WHAT YOU NEED TO DO: Copy the records below exactly as they appear.

Segment Start: SUPPLIED DATA

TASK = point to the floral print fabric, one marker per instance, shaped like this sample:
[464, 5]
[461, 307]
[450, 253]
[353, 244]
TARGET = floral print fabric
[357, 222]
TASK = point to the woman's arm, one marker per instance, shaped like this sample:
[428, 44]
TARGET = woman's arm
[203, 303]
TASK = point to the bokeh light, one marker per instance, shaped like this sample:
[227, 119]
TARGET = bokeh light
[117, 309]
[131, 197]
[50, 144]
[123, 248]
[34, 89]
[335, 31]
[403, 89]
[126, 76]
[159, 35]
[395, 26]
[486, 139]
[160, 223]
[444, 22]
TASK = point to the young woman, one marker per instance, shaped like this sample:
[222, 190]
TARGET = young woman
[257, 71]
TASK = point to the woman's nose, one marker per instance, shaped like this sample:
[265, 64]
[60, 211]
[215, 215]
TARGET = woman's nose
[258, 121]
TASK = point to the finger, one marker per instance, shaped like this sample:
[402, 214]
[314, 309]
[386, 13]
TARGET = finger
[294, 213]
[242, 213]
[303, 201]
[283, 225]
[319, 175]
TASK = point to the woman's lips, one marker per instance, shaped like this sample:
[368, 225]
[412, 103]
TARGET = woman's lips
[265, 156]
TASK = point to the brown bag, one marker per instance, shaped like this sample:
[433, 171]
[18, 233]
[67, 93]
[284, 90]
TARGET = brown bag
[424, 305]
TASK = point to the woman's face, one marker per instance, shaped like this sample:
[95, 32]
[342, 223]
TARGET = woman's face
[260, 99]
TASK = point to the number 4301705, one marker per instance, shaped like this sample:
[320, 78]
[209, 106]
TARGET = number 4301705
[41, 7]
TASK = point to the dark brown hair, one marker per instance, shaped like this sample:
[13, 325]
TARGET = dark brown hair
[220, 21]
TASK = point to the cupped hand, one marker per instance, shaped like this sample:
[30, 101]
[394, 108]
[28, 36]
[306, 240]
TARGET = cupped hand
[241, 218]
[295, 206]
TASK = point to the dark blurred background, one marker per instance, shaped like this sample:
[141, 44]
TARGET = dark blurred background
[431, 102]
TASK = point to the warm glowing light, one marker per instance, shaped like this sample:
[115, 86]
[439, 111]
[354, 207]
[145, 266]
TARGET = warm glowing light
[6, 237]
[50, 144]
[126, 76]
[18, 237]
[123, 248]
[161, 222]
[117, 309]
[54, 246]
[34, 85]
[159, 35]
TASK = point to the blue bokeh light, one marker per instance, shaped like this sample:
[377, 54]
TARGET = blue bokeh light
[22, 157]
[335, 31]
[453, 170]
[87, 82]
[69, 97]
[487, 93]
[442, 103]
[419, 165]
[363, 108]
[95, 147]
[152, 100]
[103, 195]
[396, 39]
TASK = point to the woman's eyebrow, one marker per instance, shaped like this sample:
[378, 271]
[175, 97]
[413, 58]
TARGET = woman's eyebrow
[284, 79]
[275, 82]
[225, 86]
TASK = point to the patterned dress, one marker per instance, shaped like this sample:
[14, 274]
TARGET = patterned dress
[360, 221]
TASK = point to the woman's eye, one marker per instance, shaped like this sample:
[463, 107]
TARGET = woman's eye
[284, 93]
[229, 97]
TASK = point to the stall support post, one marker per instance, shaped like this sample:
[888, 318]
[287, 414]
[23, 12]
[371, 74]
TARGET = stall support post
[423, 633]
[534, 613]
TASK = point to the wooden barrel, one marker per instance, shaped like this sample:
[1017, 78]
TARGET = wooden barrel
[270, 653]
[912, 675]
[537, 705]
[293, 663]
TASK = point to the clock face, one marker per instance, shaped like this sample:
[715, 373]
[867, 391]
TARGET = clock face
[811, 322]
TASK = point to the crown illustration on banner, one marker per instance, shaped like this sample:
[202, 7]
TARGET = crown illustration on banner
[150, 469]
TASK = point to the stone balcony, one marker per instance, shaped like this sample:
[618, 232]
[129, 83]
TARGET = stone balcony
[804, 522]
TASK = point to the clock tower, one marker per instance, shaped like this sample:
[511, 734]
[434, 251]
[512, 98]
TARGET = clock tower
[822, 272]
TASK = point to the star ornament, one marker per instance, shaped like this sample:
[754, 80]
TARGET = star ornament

Segment End: SUPPLIED DATA

RESPONSE:
TASK = point to the floral print fabric, one marker per instance, shaped like this sample:
[464, 5]
[461, 307]
[450, 253]
[353, 244]
TARGET = floral print fabric
[357, 222]
TASK = point to the woman's arm, one marker per instance, shaped like this sample:
[428, 44]
TARGET = woman's arm
[203, 303]
TASK = point to the bokeh light, one marker per instance, shaped like this sample:
[227, 119]
TARGET = bokeh light
[117, 309]
[131, 197]
[50, 144]
[123, 248]
[34, 89]
[335, 31]
[403, 89]
[126, 76]
[159, 35]
[395, 26]
[486, 139]
[160, 223]
[444, 22]
TASK = point to the young woman, one marker per instance, shaped like this sample:
[222, 190]
TARGET = young woman
[257, 71]
TASK = point to the woman's nose, one marker per instance, shaped like this sample:
[265, 64]
[60, 211]
[215, 215]
TARGET = woman's nose
[258, 121]
TASK = point to the finger, one marker per instance, shaped like this sample:
[402, 214]
[314, 309]
[386, 13]
TARGET = finger
[294, 213]
[242, 213]
[303, 201]
[283, 225]
[319, 175]
TASK = point to the woman's lips, one marker per instance, shaped like this sample:
[368, 225]
[412, 103]
TARGET = woman's lips
[265, 156]
TASK = point to the brown bag, one marker per instance, shaped like this sample:
[433, 171]
[18, 233]
[67, 93]
[284, 90]
TARGET = brown bag
[424, 305]
TASK = point to the woman's face, one marker per instance, shaped like this sample:
[95, 32]
[342, 223]
TARGET = woman's face
[260, 99]
TASK = point to the number 4301705, one marker per instance, shaped like this sample:
[320, 78]
[209, 106]
TARGET = number 4301705
[41, 7]
TASK = point to the dark brown hair, one marker per instance, shaped like this sample:
[13, 325]
TARGET = dark brown hair
[220, 21]
TASK = point to the cupped hand, one marker per instance, shaped like this sample:
[30, 101]
[394, 108]
[28, 36]
[306, 240]
TARGET = cupped hand
[241, 218]
[295, 206]
TASK = point to the dark blurred background, one marker per instance, shaped like this sample:
[141, 44]
TARGET = dark blurred background
[431, 102]
TASK = point to the warm glowing light, one marker per instance, shaped like this sample:
[115, 86]
[439, 111]
[354, 207]
[145, 266]
TARGET = warm glowing light
[6, 237]
[50, 144]
[126, 76]
[18, 237]
[123, 248]
[161, 222]
[117, 309]
[54, 246]
[34, 85]
[159, 35]
TASK = point to the blue bokeh light, one marker per instance, shaped like this sample:
[377, 54]
TARGET = blue bokeh light
[22, 157]
[335, 31]
[453, 170]
[87, 82]
[69, 97]
[487, 93]
[442, 103]
[419, 165]
[363, 108]
[95, 147]
[152, 100]
[103, 195]
[396, 39]
TASK = point to the woman's eyebrow, one marker per instance, shaped like this sample:
[378, 271]
[175, 97]
[413, 58]
TARGET = woman's eyebrow
[284, 79]
[275, 82]
[225, 86]
TASK = point to the patterned dress, one marker per instance, shaped like this sample:
[14, 274]
TARGET = patterned dress
[360, 221]
TASK = point to the woman's eye, one marker per instance, shaped like this sample:
[463, 107]
TARGET = woman's eye
[284, 93]
[229, 97]
TASK = point to the stall support post, one marker per instance, shaped like this sample:
[888, 318]
[287, 414]
[23, 12]
[371, 74]
TARGET = stall support post
[423, 633]
[534, 613]
TASK = point to the wooden barrel, one marker per instance, shaped like this sample:
[1017, 78]
TARGET = wooden barrel
[270, 653]
[912, 675]
[537, 705]
[293, 663]
TASK = point to the clock face, one marker per instance, shaped like this sample:
[715, 373]
[867, 391]
TARGET = clock face
[811, 322]
TASK = point to the crown illustration on banner, one marker per instance, shaped like this sample:
[202, 7]
TARGET = crown illustration on banner
[150, 469]
TASK = point to the stone balcony, one marker per instance, shaped like this sample:
[618, 232]
[129, 83]
TARGET = stone balcony
[804, 522]
TASK = point to the clock tower, one marker per instance, shaped like this sample:
[511, 734]
[434, 251]
[512, 98]
TARGET = clock tower
[822, 272]
TASK = point to the star ornament, one marker per instance, shaped like this sample:
[754, 80]
TARGET = star ornament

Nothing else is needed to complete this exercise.